Goal:
Express every line of the items below as a JSON list of strings, with one string per line and no blank lines.

[Saved entries]
· · ·
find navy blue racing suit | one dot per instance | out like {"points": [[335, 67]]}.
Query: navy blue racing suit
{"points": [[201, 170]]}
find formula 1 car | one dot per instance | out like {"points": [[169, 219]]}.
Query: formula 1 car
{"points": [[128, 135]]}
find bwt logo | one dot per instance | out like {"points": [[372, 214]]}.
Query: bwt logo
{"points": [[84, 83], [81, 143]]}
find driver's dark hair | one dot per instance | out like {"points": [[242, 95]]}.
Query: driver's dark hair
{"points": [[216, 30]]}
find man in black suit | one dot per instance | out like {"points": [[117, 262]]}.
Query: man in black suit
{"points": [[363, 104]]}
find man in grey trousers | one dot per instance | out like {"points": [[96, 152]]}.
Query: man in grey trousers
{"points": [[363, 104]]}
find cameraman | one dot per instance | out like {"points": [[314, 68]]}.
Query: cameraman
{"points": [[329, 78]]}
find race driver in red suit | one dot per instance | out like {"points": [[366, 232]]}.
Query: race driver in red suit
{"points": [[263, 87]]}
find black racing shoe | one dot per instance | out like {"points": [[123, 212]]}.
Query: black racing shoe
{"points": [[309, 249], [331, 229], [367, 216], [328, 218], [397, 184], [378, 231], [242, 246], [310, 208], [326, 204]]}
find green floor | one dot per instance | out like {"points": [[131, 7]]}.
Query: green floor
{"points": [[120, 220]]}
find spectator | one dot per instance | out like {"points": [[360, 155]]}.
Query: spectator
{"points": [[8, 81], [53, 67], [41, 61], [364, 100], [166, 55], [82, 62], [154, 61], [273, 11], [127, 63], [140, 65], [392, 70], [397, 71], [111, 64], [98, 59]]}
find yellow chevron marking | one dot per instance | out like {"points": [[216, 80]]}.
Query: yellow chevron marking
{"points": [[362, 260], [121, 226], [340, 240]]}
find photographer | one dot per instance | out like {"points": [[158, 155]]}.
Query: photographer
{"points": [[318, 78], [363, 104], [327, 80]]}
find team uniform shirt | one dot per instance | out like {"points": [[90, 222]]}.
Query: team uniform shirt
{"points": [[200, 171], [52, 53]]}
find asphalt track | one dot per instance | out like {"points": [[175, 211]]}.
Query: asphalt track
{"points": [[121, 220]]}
· · ·
Written response:
[
  "find navy blue racing suit | one dot per instance | out like {\"points\": [[335, 67]]}.",
  "Query: navy blue racing suit",
  "{\"points\": [[201, 170]]}",
  "find formula 1 car | one dot per instance | out like {\"points\": [[169, 219]]}.",
  "Query: formula 1 car",
  "{\"points\": [[128, 135]]}",
  "find bwt logo | one dot per instance | out like {\"points\": [[372, 214]]}.",
  "Query: bwt logo",
  "{\"points\": [[84, 83], [81, 143]]}",
  "find driver's dark hair | one dot per instance | out like {\"points\": [[242, 95]]}.",
  "Query: driver's dark hair",
  "{\"points\": [[216, 30]]}",
  "find man in black suit | one dot per instance | out like {\"points\": [[117, 262]]}.",
  "Query: man in black suit",
  "{\"points\": [[363, 104]]}",
  "find man in grey trousers | one dot per instance | out like {\"points\": [[96, 152]]}.",
  "Query: man in grey trousers",
  "{\"points\": [[363, 104]]}",
  "find cameraman | one dot per instance | out like {\"points\": [[314, 68]]}.",
  "Query: cameraman",
  "{\"points\": [[329, 78]]}",
  "find race driver in red suit | one dot per instance | out like {\"points\": [[366, 232]]}.",
  "Query: race driver in red suit",
  "{\"points\": [[263, 87]]}",
  "find black racing shoe | one dot per instance | out like {\"points\": [[123, 212]]}.",
  "Query: black racing shoe",
  "{\"points\": [[309, 249], [331, 229], [367, 216], [328, 218], [397, 184], [378, 231], [242, 246], [310, 208], [326, 204]]}",
  "find green floor | one dot per instance | out like {\"points\": [[131, 7]]}.",
  "Query: green floor",
  "{\"points\": [[120, 220]]}",
  "find spectator | one dot per instance | out like {\"points\": [[360, 155]]}.",
  "Query: spectator",
  "{\"points\": [[8, 81], [53, 67], [41, 61], [364, 100], [166, 55], [82, 62], [154, 61], [273, 11], [127, 63], [140, 65], [392, 70], [397, 71], [111, 64], [98, 59]]}",
  "find yellow chevron marking | one dot per instance | out like {\"points\": [[216, 80]]}.",
  "Query: yellow chevron marking",
  "{\"points\": [[362, 260], [121, 226], [340, 240]]}",
  "find photographer | one dot per instance | out like {\"points\": [[158, 155]]}.",
  "Query: photographer",
  "{\"points\": [[318, 78], [363, 104], [327, 80]]}",
  "find team uniform shirt | one dot per instance | out like {\"points\": [[90, 222]]}.",
  "Query: team uniform shirt",
  "{\"points\": [[200, 171], [52, 53]]}",
  "find asphalt track | one dot per instance | out like {\"points\": [[175, 211]]}.",
  "Query: asphalt track",
  "{\"points\": [[121, 220]]}"
]